▸ **Work instructions**
Please reproduce the listing below without any changes, beginning with the line that contains "task: outline the hazy sky" and continuing through the end of the listing.

▸ **Dataset excerpts**

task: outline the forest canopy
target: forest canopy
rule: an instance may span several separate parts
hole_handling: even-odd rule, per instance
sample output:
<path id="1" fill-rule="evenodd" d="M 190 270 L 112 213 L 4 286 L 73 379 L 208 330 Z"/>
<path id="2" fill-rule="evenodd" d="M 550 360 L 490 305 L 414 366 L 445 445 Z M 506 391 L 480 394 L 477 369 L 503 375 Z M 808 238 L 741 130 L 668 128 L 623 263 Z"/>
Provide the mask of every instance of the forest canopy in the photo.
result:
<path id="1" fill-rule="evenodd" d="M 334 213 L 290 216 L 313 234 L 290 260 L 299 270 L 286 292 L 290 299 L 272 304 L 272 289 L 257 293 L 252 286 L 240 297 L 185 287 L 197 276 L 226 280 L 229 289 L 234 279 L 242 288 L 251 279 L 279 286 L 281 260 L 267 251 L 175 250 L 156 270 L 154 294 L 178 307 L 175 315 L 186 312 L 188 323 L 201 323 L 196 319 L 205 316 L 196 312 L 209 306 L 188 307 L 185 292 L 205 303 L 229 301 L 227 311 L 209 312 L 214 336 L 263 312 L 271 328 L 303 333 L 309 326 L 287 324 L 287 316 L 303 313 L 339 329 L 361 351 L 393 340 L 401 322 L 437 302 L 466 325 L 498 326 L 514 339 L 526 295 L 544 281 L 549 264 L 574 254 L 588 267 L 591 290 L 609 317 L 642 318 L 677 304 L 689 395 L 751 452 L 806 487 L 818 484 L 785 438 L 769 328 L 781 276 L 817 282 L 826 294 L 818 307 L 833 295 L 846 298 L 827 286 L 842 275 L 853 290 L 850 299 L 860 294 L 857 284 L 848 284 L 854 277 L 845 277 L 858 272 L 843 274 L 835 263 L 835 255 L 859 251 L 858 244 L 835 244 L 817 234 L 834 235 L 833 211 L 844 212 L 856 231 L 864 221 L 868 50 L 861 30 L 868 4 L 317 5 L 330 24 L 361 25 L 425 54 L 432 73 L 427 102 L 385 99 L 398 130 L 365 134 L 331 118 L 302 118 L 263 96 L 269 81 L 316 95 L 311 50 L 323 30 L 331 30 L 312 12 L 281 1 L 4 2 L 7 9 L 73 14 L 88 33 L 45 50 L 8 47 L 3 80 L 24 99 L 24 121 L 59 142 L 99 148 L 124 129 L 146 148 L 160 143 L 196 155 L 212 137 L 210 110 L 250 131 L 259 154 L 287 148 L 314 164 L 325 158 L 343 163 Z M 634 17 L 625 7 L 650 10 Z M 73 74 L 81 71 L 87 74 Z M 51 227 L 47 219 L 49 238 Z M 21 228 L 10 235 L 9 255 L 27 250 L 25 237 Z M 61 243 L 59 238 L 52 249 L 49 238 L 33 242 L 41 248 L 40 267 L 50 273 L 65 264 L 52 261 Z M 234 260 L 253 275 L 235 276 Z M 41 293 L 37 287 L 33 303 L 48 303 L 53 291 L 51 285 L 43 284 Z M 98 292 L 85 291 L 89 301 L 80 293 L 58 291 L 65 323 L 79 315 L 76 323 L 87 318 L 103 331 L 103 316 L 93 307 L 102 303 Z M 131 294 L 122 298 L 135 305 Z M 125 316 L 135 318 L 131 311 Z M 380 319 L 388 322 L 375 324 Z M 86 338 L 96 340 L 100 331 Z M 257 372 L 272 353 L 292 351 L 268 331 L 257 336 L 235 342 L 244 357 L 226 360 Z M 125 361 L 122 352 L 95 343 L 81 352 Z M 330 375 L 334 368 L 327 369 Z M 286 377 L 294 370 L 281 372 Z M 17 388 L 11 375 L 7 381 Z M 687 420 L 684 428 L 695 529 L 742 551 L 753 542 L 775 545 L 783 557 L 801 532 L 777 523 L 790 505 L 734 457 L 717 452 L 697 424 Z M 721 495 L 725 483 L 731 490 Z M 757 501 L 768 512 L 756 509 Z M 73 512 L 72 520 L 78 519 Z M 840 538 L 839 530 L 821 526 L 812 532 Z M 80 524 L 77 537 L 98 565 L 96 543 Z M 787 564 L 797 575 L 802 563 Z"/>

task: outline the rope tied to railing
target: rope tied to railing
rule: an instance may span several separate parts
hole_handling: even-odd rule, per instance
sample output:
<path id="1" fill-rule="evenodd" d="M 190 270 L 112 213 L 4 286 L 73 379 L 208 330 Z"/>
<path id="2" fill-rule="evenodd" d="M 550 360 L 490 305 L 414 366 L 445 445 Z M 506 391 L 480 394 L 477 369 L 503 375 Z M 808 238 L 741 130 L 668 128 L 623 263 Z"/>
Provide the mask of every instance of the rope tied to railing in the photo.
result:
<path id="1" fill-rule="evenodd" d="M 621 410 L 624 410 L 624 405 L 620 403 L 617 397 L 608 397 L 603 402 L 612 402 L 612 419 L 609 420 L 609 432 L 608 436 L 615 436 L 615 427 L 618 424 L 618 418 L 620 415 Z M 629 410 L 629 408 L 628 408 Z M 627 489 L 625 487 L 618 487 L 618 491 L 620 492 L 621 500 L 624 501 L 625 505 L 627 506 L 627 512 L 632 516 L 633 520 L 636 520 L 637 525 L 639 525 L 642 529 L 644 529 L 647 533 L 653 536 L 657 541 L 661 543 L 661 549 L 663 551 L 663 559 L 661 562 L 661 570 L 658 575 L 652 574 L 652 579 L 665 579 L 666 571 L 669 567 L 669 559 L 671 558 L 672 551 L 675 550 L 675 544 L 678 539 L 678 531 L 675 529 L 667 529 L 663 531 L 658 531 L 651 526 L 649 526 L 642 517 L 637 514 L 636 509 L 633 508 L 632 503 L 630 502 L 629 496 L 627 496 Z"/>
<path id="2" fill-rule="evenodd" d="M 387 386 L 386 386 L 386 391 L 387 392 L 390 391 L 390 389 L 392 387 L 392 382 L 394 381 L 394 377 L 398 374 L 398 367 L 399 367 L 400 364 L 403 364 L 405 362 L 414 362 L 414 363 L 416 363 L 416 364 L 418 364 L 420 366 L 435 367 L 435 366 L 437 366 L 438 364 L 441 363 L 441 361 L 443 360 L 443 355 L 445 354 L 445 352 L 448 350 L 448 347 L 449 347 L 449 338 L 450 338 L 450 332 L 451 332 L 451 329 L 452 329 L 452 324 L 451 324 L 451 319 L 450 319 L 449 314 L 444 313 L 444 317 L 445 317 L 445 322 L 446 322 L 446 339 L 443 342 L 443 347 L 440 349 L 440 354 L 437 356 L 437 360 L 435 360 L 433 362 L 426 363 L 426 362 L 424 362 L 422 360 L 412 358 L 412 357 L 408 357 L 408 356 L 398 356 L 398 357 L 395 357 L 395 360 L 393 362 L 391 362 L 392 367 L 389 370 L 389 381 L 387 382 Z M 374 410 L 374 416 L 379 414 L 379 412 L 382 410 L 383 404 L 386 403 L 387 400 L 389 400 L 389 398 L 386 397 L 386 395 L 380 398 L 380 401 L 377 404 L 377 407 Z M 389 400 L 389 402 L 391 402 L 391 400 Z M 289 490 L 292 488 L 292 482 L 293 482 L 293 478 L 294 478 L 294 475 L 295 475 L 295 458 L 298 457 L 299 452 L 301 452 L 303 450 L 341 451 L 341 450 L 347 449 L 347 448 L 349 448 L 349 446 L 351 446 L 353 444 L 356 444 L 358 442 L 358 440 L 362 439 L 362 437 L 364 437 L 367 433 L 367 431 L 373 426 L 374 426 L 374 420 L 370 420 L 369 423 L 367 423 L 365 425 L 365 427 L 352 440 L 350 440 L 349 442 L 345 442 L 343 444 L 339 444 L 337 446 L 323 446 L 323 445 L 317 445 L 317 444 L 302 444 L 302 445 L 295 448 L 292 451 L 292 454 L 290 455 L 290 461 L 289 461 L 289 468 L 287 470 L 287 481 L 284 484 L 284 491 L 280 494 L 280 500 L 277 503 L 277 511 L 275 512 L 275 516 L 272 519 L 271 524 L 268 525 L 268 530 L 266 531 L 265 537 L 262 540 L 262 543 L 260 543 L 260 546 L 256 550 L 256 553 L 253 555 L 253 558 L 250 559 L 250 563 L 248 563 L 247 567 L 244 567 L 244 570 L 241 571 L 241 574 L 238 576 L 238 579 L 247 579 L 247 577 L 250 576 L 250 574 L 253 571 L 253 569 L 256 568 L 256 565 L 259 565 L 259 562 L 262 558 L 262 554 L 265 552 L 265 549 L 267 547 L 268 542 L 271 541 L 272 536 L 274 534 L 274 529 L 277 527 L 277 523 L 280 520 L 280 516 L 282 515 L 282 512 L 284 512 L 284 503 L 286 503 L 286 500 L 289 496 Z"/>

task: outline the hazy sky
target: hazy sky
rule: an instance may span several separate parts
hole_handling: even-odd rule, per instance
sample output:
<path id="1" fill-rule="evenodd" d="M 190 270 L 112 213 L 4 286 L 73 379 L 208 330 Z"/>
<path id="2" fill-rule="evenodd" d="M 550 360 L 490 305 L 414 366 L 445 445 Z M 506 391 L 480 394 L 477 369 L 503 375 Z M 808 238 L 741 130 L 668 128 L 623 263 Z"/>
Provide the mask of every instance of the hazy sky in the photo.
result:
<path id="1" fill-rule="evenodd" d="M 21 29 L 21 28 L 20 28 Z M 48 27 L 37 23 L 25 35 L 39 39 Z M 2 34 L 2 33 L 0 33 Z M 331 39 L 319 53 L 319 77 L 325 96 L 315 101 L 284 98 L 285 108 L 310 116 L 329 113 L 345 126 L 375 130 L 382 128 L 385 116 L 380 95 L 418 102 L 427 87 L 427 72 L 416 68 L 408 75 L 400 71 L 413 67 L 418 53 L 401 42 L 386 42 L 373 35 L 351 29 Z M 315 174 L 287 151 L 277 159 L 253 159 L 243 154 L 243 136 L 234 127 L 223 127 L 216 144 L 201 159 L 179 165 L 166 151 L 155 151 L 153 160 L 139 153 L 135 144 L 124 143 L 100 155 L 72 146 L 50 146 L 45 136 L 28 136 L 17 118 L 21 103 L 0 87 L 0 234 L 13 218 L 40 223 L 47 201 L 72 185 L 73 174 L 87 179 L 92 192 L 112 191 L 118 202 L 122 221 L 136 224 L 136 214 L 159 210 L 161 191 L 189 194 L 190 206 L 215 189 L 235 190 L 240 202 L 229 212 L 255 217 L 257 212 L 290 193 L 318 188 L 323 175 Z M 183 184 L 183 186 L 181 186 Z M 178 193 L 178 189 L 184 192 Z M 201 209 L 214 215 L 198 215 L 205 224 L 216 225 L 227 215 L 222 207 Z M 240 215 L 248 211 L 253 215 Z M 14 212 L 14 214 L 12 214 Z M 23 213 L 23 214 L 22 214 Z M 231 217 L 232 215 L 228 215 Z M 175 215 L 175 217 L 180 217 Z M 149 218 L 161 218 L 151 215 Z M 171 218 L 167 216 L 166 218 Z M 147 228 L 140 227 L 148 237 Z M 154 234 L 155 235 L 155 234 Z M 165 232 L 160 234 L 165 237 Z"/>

▸ **Answer to this exercise**
task: outline the hazy sky
target: hazy sky
rule: an instance may span several separate parts
hole_handling: even-odd rule, per instance
sample output:
<path id="1" fill-rule="evenodd" d="M 190 270 L 112 213 L 4 286 L 73 379 L 208 330 Z"/>
<path id="2" fill-rule="evenodd" d="M 550 360 L 490 305 L 414 366 L 445 445 Z M 506 391 L 480 394 L 477 369 L 503 375 Z M 808 238 L 741 130 L 668 128 L 623 263 Z"/>
Provide the mask of every instance of the hazy sky in the photo.
result:
<path id="1" fill-rule="evenodd" d="M 21 29 L 21 28 L 20 28 Z M 48 27 L 37 23 L 25 35 L 39 39 Z M 2 34 L 2 33 L 0 33 Z M 331 39 L 319 53 L 319 77 L 325 96 L 315 101 L 284 98 L 285 108 L 310 116 L 329 113 L 345 126 L 375 130 L 382 128 L 385 116 L 380 95 L 418 102 L 427 87 L 427 72 L 416 68 L 408 75 L 400 71 L 413 67 L 418 53 L 401 42 L 386 42 L 373 35 L 351 29 Z M 315 174 L 287 151 L 277 159 L 253 159 L 243 154 L 243 136 L 234 127 L 223 127 L 216 144 L 201 159 L 179 165 L 166 151 L 155 151 L 153 160 L 139 153 L 135 144 L 124 143 L 100 155 L 72 146 L 50 146 L 45 136 L 28 136 L 17 118 L 21 103 L 0 87 L 0 234 L 13 218 L 40 223 L 47 201 L 72 185 L 73 174 L 87 179 L 92 192 L 112 191 L 118 202 L 122 221 L 136 224 L 136 214 L 159 210 L 161 191 L 189 194 L 190 206 L 215 189 L 235 190 L 240 202 L 229 212 L 255 217 L 257 212 L 290 193 L 318 188 L 323 175 Z M 183 184 L 183 186 L 181 186 Z M 178 193 L 178 189 L 184 192 Z M 201 209 L 214 215 L 198 215 L 205 224 L 216 225 L 227 215 L 222 207 Z M 240 215 L 248 211 L 253 215 Z M 14 212 L 14 214 L 12 214 Z M 23 213 L 23 214 L 22 214 Z M 231 217 L 232 215 L 228 215 Z M 175 215 L 175 217 L 180 217 Z M 149 218 L 161 218 L 151 215 Z M 171 218 L 167 216 L 166 218 Z M 147 228 L 140 227 L 148 237 Z M 154 234 L 155 235 L 155 234 Z M 165 232 L 160 234 L 165 237 Z"/>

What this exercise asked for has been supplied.